Journal of Materials Research and Technology (Jul 2024)
Formation of Ca, P, and Zn-doped ZrO2/TiO2 coating layer via plasma electrolytic oxidation and magnetic sputtering: Improving surface characteristics and biocompatibility of Ti–6Al–4V alloy
Abstract
The study demonstrated the Ca, P, and Zn-doped ZrO2/TiO2 coating layer via plasma electrolytic oxidation (PEO) and radiofrequency magnetron sputtering (RF-MS) for improving surface characteristics and biocompatibility of Ti–6Al–4V alloy. The process involved sandblasting (SB) to create micro-scale irregularities on the alloy surface, followed by RF-MS and PEO. The coating's morphology, elemental composition, phase composition, and chemical analysis were examined by FE-SEM with energy-dispersive spectroscopy, X-ray diffraction, X-ray photoelectron spectroscopy, and Raman analysis. The dual surface treatment resulted in the formation of composite coatings with TiO2, ZnO, ZrO2, and HA presence and displayed anisotropic multi-scale porous morphology while the surface texturing created by the SB process facilitated mechanical interlocking during the oxide layer growth. In the SB-Zr + PEO-Zn sample, the phase analysis indicated the strain-induced stabilization of t-ZrO2 in the PEO coating layer due to the incorporation of Ca2+ ions, and the formation of zinc-substituted hydroxyapatite was observed that showed enhanced roughness and wettability. Also, reduced hardness and elastic modulus (comparable to that of cortical bone) were observed due to transformation toughening under stress from t-ZrO2 to m-ZrO2. The presence of TiO2, ZrO2, ZnO, and HA within the coating, all act as protective barriers in effectively reducing corrosion rates. The biological analysis demonstrated better biocompatibility, including promoting cell proliferation, cell adhesion, osteoblast differentiation, ALP activity, and mRNA expression of several osteogenic markers of the cells cultured on the SB-Zr + PEO-Zn sample. These results demonstrated the higher potential of the PEO coating system with higher biocompatibility and osseointegration ability for dental implants.

Task objective. In the coating study abstract, which process created micro-scale irregularities on the Ti–6Al–4V alloy surface?

Data provided.
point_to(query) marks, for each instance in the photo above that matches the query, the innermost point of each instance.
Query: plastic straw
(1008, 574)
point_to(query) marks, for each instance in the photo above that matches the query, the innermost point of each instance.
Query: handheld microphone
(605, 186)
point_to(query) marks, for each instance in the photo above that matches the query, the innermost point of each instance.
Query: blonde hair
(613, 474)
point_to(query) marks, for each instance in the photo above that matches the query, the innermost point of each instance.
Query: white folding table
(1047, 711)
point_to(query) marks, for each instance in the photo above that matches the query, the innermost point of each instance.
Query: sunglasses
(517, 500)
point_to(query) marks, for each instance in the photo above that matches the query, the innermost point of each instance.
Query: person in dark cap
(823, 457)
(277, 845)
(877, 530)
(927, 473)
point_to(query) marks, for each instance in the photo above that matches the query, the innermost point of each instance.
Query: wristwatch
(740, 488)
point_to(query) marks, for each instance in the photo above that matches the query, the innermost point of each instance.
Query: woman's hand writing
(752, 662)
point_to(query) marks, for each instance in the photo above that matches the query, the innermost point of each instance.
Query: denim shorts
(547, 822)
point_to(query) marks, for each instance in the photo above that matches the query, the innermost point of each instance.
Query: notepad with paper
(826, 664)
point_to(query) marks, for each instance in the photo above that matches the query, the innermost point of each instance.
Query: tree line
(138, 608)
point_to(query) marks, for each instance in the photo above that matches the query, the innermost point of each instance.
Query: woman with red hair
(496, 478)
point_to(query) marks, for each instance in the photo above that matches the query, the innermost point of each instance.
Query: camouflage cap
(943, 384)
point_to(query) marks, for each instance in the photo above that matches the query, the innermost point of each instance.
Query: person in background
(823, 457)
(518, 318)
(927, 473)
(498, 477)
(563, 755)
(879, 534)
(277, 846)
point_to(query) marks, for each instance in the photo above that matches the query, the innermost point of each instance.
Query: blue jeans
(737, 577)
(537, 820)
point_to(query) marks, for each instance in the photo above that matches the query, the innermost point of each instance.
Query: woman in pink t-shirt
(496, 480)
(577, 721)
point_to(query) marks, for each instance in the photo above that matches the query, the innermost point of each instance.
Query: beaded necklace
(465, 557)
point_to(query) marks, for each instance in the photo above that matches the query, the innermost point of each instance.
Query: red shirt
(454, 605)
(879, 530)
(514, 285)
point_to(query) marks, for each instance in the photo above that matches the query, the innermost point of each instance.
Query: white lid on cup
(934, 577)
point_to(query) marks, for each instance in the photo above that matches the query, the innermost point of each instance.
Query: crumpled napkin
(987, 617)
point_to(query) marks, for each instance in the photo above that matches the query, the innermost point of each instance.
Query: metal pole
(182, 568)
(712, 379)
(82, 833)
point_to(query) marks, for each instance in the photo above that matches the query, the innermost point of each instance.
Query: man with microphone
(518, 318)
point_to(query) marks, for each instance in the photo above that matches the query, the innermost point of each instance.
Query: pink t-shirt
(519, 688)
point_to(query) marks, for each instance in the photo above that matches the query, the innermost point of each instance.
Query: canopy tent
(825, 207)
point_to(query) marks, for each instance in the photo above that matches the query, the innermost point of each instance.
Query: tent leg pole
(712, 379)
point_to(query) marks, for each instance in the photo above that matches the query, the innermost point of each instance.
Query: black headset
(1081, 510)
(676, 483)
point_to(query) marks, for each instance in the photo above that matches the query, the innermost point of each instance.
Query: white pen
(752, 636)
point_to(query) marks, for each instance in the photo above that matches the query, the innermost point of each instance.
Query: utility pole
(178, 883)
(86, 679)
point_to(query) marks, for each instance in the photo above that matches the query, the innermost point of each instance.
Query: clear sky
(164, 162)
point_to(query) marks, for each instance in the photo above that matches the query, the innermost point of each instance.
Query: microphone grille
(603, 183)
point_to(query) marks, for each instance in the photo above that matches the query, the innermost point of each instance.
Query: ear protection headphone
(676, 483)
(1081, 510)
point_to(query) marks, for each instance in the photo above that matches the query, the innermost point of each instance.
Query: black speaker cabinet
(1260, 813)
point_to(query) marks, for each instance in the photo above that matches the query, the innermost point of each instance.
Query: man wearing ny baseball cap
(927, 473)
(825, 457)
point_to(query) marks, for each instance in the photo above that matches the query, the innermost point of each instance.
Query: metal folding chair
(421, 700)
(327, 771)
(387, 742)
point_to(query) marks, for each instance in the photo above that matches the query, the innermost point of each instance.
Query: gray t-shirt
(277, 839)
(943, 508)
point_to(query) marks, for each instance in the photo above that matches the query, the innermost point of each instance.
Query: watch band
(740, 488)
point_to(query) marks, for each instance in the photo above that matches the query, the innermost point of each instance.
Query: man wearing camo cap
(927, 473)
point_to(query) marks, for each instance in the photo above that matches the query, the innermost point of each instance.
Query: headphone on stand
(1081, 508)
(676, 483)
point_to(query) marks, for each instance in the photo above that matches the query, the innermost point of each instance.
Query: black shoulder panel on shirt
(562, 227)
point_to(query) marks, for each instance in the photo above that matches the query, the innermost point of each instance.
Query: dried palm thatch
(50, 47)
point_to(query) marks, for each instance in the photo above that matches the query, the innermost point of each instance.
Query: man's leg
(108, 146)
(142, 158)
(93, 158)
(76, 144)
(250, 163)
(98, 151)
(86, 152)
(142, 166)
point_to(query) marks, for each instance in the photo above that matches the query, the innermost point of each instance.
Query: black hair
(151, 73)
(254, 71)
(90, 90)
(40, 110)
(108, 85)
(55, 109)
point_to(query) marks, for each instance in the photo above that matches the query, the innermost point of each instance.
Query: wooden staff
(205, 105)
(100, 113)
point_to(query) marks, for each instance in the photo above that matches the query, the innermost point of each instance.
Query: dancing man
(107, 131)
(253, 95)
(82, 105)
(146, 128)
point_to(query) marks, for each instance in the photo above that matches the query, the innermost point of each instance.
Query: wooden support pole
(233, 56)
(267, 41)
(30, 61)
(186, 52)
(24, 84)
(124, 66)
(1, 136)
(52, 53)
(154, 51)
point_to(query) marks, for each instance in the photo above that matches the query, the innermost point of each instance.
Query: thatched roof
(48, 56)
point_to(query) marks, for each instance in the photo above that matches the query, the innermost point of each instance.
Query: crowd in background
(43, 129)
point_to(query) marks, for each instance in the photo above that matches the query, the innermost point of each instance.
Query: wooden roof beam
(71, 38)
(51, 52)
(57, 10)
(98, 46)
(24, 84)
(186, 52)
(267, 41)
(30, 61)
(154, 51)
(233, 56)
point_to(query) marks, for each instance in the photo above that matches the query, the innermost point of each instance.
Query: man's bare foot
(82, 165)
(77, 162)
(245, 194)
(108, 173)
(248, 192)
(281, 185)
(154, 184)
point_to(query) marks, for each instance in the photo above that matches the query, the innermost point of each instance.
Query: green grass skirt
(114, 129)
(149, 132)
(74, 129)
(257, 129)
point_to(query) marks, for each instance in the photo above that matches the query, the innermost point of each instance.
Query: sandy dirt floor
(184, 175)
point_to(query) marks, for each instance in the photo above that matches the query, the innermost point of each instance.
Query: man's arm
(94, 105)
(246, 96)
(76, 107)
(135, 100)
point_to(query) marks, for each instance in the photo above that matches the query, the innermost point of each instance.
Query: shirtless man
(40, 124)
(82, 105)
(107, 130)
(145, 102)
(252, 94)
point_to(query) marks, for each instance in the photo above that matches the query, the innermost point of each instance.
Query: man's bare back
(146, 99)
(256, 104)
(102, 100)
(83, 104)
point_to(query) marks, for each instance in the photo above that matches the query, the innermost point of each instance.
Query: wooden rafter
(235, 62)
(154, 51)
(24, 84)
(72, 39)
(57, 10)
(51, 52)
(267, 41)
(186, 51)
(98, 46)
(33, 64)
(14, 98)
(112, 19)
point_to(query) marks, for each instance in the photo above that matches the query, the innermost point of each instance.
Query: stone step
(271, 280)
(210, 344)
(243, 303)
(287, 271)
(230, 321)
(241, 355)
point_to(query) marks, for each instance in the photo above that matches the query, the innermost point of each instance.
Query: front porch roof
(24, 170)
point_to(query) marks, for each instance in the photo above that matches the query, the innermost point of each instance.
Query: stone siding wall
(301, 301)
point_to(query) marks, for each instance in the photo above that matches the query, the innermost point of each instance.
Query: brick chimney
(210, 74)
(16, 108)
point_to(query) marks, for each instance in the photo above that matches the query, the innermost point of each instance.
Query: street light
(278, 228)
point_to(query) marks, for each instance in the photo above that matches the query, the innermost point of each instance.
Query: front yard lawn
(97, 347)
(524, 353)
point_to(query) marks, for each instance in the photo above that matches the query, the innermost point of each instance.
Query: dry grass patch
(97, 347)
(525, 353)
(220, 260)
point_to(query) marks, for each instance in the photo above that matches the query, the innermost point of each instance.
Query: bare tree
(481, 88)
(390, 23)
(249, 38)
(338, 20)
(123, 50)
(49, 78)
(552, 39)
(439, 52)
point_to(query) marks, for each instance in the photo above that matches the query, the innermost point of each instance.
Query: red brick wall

Task solution. Sandblasting (SB)